■ **WHAT IS NEEDED**: Every line from the one that contains "Target: toilet base" to the end of the records must be restated word for word. No other line belongs in the answer.

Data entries

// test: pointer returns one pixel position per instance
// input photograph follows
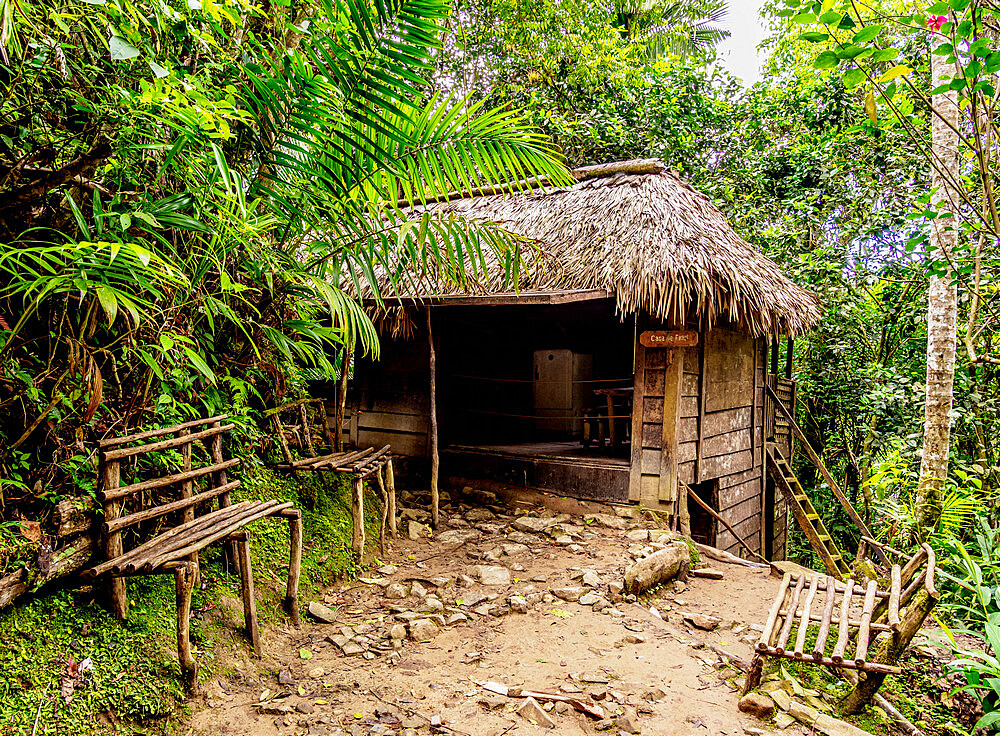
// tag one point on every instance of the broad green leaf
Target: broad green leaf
(122, 50)
(899, 70)
(826, 60)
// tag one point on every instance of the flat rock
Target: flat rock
(491, 574)
(757, 704)
(703, 622)
(532, 712)
(322, 613)
(573, 593)
(423, 629)
(457, 536)
(415, 530)
(607, 521)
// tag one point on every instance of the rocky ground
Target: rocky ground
(444, 636)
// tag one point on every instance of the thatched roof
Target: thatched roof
(651, 241)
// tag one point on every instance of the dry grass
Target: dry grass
(636, 230)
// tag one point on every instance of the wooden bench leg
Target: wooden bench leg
(185, 577)
(249, 595)
(358, 517)
(294, 566)
(390, 487)
(754, 673)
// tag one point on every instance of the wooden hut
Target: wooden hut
(629, 363)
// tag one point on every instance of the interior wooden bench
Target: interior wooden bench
(360, 464)
(184, 525)
(797, 607)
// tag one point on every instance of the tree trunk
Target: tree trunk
(942, 302)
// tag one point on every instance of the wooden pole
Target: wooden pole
(110, 478)
(184, 579)
(247, 591)
(358, 516)
(435, 459)
(390, 486)
(294, 564)
(341, 409)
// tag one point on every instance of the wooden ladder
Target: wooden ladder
(805, 514)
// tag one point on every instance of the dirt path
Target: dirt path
(649, 674)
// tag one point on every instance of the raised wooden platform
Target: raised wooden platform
(563, 468)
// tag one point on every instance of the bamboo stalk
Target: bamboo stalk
(827, 618)
(115, 441)
(180, 505)
(894, 594)
(167, 480)
(294, 563)
(845, 608)
(800, 638)
(166, 444)
(864, 627)
(793, 604)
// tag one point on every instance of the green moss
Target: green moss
(135, 685)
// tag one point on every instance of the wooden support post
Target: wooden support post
(890, 651)
(638, 383)
(338, 417)
(294, 565)
(184, 580)
(435, 459)
(110, 480)
(385, 509)
(331, 443)
(306, 432)
(221, 478)
(390, 487)
(358, 516)
(668, 490)
(247, 591)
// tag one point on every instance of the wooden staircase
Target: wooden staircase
(805, 514)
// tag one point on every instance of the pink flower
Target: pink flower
(934, 22)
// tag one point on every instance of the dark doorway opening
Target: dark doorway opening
(703, 525)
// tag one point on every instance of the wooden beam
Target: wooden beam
(435, 457)
(814, 457)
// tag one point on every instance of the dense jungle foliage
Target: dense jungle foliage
(194, 192)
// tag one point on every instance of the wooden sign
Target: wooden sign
(668, 338)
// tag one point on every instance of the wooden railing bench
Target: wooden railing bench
(183, 532)
(799, 605)
(360, 464)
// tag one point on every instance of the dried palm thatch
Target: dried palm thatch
(637, 231)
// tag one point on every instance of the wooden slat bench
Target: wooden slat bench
(798, 605)
(360, 464)
(182, 533)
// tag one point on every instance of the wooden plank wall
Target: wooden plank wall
(388, 402)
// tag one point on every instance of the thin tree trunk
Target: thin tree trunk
(435, 460)
(942, 303)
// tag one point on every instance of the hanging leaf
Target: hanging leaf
(870, 107)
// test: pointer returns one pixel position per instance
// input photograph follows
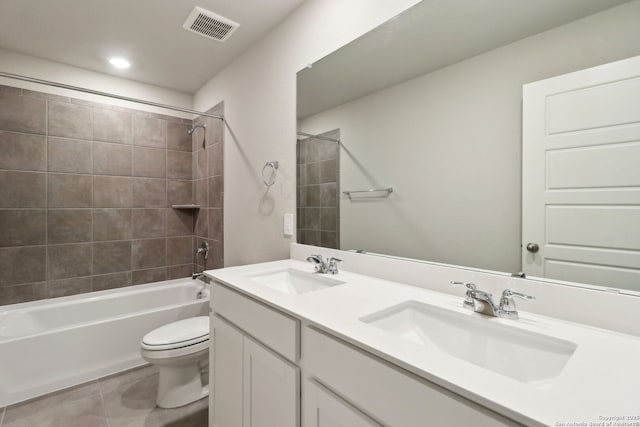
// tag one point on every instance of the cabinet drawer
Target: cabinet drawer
(387, 393)
(269, 326)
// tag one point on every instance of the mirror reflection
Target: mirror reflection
(430, 105)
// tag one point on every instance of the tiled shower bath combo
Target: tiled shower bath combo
(87, 191)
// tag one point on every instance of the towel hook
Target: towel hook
(272, 178)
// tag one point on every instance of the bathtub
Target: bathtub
(51, 344)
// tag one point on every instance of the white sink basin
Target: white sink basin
(521, 355)
(294, 282)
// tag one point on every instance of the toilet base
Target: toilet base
(180, 385)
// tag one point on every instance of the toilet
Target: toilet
(178, 349)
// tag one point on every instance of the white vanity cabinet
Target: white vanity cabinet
(253, 384)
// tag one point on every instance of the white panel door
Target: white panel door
(271, 388)
(581, 176)
(226, 375)
(323, 409)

■ **EXERCISE RESPONSE**:
Target: toilet base
(180, 385)
// tag one point on every instance of the toilet
Target: toilet
(178, 349)
// tag one point on every instance of the white vanity cabinet
Target: white vanity cabinet
(253, 384)
// tag one point on every instance of the white panel door
Target: white panel door
(271, 388)
(581, 176)
(226, 375)
(323, 409)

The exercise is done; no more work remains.